## 原文
==============================

Python requests上传文件实现步骤

作者:冷冰若水 时间:2023-09-25 15:14:50 

官方文档:https://2.python-requests.org//en/master/

工作中涉及到一个功能,需要上传附件到一个接口,接口参数如下:

使用http post提交附件 multipart/form-data 格式,url : http://test.com/flow/upload,


字段列表:
md5:      //md5加密(随机值_当时时间戳)
filesize:  //文件大小
file:       //文件内容(须含文件名)
返回值:
{"success":true,"uploadName":"tmp.xml","uploadPath":"uploads\/201311\/758e875fb7c7a508feef6b5036119b9f"}

由于工作中主要用python,并且项目中已有使用requests库的地方,所以计划使用requests来实现,本来以为是很简单的一个小功能,结果花费了大量的时间,requests官方的例子只提到了上传文件,并不需要传额外的参数:

https://2.python-requests.org//en/master/user/quickstart/#post-a-multipart-encoded-file


>>> url = 'https://httpbin.org/post'
>>> files = {'file': ('report.xls', open('report.xls', 'rb'), 'application/vnd.ms-excel', {'Expires': '0'})}

>>> r = requests.post(url, files=files)
>>> r.text
{
...
"files": {
 "file": "<censored...binary...data>"
},
...
}

但是如果涉及到了参数的传递时,其实就要用到requests的两个参数:data、files,将要上传的文件传入files,将其他参数传入data,request库会将两者合并到一起做一个multi part,然后发送给服务器。

最终实现的代码是这样的:


with open(file_name) as f:
content = f.read()
request_data = {
 'md5':md5.md5('%d_%d' % (0, int(time.time()))).hexdigest(),
 'filesize':len(content),
}
files = {'file':(file_name, open(file_name, 'rb'))}
MyLogger().getlogger().info('url:%s' % (request_url))
resp = requests.post(request_url, data=request_data, files=files)

虽然最终代码可能看起来很简单,但是其实我费了好大功夫才确认这样是OK的,中间还翻了requests的源码,下面记录一下翻阅源码的过程:

首先,找到post方法的实现,在requests.api.py中:


def post(url, data=None, json=None, **kwargs):
 r"""Sends a POST request.

:param url: URL for the new :class:`Request` object.
 :param data: (optional) Dictionary, list of tuples, bytes, or file-like
   object to send in the body of the :class:`Request`.
 :param json: (optional) json data to send in the body of the :class:`Request`.
 :param \*\*kwargs: Optional arguments that ``request`` takes.
 :return: :class:`Response <Response>` object
 :rtype: requests.Response
 """

return request('post', url, data=data, json=json, **kwargs)

这里可以看到它调用了request方法,咱们继续跟进request方法,在requests.api.py中:


def request(method, url, **kwargs):
 """Constructs and sends a :class:`Request <Request>`.

:param method: method for the new :class:`Request` object: ``GET``, ``OPTIONS``, ``HEAD``, ``POST``, ``PUT``, ``PATCH``, or ``DELETE``.
 :param url: URL for the new :class:`Request` object.
 :param params: (optional) Dictionary, list of tuples or bytes to send
   in the query string for the :class:`Request`.
 :param data: (optional) Dictionary, list of tuples, bytes, or file-like
   object to send in the body of the :class:`Request`.

==============================

## 数据摘录
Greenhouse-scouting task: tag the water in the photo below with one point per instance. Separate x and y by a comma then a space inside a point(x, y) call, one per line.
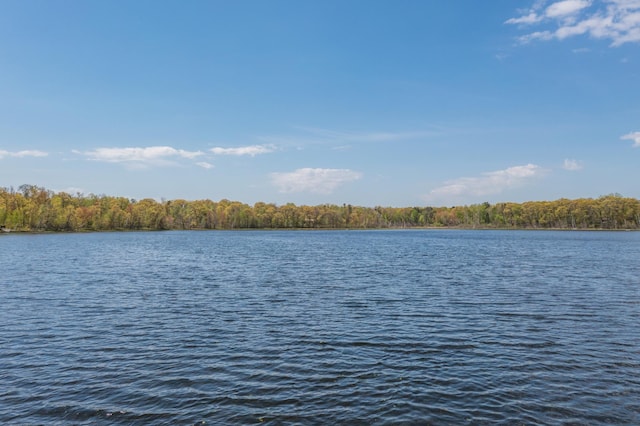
point(315, 327)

==============================

## 任务要求
把原文中以“with open(file_name) as”开头、一直到“requests.post(request_url, data=request_data, files=files)”为止的这段文字一字不差地抄录出来。 上面的数据行是单独的材料,与原文无关。

## 结果如下
with open(file_name) as f:
content = f.read()
request_data = {
 'md5':md5.md5('%d_%d' % (0, int(time.time()))).hexdigest(),
 'filesize':len(content),
}
files = {'file':(file_name, open(file_name, 'rb'))}
MyLogger().getlogger().info('url:%s' % (request_url))
resp = requests.post(request_url, data=request_data, files=files)